* EXCERTO DO TEXTO:

Ver além do curto prazo
"A crise de crédito terá graves consequências económicas no curto prazo. Importa perguntar que impacto virá a ter no longo prazo.
Nos últimos 20 anos, a economia mundial passou por duas revoluções e ambas evoluíram para bolhas de preços dos activos. A primeira deveu-se ao progresso da tecnologia de informação (TI) e a segunda ao inexorável avanço dos modernos mercados de crédito. Uma e outra desencadearam episódios de crescimento/rebentamento. A crise de crédito, em particular, terá graves consequências económicas no curto prazo. Certo, mas importa perguntar que impacto virá a ter no longo prazo.

* MATERIAL FORNECIDO:

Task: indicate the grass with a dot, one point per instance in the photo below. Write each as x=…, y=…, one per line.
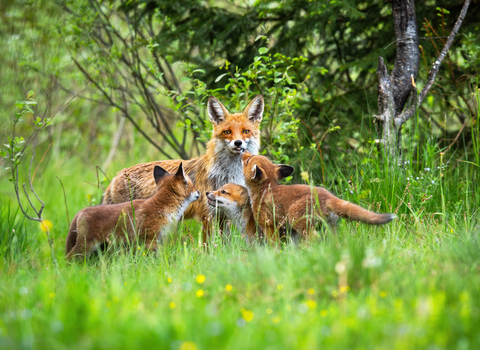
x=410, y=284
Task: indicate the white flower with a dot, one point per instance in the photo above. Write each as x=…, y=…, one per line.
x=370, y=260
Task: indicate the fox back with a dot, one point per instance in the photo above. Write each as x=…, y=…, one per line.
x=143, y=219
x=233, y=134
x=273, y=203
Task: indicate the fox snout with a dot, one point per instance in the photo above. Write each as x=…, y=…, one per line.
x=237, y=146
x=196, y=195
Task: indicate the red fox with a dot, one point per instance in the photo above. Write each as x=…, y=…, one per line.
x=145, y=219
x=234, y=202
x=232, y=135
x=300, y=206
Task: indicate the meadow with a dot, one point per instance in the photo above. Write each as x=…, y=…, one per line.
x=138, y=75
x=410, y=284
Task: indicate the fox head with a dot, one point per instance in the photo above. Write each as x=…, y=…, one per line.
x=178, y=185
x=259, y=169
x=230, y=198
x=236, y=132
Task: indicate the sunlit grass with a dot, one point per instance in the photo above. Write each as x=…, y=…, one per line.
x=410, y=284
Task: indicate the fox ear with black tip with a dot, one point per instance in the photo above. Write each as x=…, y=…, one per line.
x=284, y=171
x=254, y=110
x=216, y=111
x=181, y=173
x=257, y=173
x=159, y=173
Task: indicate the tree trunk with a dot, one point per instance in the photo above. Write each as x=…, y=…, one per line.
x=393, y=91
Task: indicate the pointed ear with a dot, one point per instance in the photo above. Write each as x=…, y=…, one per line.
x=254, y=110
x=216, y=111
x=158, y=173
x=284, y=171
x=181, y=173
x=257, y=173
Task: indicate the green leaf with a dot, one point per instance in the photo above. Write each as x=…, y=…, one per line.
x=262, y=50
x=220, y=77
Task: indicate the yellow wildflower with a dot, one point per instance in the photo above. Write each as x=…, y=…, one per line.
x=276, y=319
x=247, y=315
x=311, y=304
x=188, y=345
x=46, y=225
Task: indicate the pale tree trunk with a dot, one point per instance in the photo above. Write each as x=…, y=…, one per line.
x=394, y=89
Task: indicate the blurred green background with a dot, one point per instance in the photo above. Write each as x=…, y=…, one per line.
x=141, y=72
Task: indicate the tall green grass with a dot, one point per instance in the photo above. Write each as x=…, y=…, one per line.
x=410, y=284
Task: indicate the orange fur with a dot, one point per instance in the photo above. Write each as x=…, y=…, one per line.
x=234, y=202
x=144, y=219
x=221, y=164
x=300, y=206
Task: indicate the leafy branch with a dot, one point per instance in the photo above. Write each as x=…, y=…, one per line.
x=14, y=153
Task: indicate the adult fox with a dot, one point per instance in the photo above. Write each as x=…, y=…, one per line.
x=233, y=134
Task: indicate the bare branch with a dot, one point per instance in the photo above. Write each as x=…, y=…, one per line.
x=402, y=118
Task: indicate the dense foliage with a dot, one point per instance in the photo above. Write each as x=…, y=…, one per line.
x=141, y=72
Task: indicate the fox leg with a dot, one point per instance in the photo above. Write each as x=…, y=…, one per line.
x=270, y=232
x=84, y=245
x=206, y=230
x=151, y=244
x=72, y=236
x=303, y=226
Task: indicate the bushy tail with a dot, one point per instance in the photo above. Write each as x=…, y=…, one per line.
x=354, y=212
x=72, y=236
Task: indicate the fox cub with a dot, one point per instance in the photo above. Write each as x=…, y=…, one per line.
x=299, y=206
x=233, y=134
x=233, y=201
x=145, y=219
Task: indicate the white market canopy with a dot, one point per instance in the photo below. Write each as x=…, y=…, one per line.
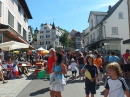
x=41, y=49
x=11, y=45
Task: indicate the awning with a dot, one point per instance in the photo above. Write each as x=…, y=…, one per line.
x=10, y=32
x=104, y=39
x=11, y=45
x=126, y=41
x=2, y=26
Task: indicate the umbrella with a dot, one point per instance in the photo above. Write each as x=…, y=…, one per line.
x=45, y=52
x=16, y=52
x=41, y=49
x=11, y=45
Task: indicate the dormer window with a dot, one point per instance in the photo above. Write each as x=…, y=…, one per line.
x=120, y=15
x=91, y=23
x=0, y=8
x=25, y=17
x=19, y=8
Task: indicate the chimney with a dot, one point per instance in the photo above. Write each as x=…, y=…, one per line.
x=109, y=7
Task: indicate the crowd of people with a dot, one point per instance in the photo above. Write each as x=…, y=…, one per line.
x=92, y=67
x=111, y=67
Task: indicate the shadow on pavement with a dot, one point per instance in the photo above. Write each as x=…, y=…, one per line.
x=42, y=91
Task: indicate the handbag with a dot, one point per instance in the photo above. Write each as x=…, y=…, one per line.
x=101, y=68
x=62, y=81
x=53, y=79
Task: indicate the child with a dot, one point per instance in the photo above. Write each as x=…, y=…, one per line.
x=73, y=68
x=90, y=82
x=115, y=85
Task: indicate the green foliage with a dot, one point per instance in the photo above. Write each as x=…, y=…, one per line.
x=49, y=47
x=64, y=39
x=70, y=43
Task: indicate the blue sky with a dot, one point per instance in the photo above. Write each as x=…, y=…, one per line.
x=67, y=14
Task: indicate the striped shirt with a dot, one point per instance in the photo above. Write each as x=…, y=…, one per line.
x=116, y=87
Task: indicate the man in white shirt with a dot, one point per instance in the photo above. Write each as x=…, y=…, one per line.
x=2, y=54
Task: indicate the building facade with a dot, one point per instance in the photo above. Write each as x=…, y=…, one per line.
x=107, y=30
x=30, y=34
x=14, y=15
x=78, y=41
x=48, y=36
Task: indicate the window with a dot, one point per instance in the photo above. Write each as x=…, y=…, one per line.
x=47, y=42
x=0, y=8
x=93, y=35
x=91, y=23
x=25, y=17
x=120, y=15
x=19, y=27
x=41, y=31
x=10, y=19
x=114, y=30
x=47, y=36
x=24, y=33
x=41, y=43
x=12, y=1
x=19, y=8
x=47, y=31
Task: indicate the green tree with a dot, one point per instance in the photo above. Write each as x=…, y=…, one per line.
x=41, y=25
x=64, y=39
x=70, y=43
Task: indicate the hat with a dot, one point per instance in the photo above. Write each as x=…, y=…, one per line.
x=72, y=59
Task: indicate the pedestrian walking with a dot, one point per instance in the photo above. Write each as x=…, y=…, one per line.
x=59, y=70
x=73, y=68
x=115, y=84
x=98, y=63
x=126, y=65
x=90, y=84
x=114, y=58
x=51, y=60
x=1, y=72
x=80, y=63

* O QUE FAZER:
1. Reproduza o trecho do texto sobre a crise de crédito começando em "Nos últimos 20" e seguindo até "mas importa perguntar que impacto virá a ter no longo prazo.".
2. Traduza para o inglês esta frase do texto sobre a crise de crédito: "A primeira deveu-se ao progresso da tecnologia de informação (TI) e a segunda ao inexorável avanço dos modernos mercados de crédito."
3. Retome o texto sobre a crise de crédito a partir do ponto em que termina.

* RESPOSTAS:
1.
Nos últimos 20 anos, a economia mundial passou por duas revoluções e ambas evoluíram para bolhas de preços dos activos. A primeira deveu-se ao progresso da tecnologia de informação (TI) e a segunda ao inexorável avanço dos modernos mercados de crédito. Uma e outra desencadearam episódios de crescimento/rebentamento. A crise de crédito, em particular, terá graves consequências económicas no curto prazo. Certo, mas importa perguntar que impacto virá a ter no longo prazo.

2. The first was due to progress in information technology (IT) and the second to the inexorable advance of modern credit markets.

3.
No caso das TI, o entusiasmo justificava-se plenamente, apenas foi prematuro. Afinal, a Internet revolucionou os media, o retalho, a banca e a vida de todos nós em geral. As modernas telecomunicações estão para a nossa mobilidade como o combóio e o automóvel estiveram no início do século XX. E se as TI não tiveram maior impacto na produtividade, isso deveu-se mais aos critérios de mensuração do que às TI propriamente ditas.
E que dizer das perspectivas a longo prazo para o crédito securitizado? John Kenneth Galbraith escreveu na sua obra “A Short History of Financial Euphoria” que a finança não é dada a inovações, ponto final. E explica que o que é tido como inovação não passa, afinal, de crédito securitizado. É, pois, possível “embrulhar” os activos, reembrulhá-los e dar-lhes outro nome, mas há algo que nunca muda: a certa altura alguém ficará a dever dinheiro a outrém. Ora, se este mercado crescer, não tenho dúvidas de que isso será consequência da exuberância.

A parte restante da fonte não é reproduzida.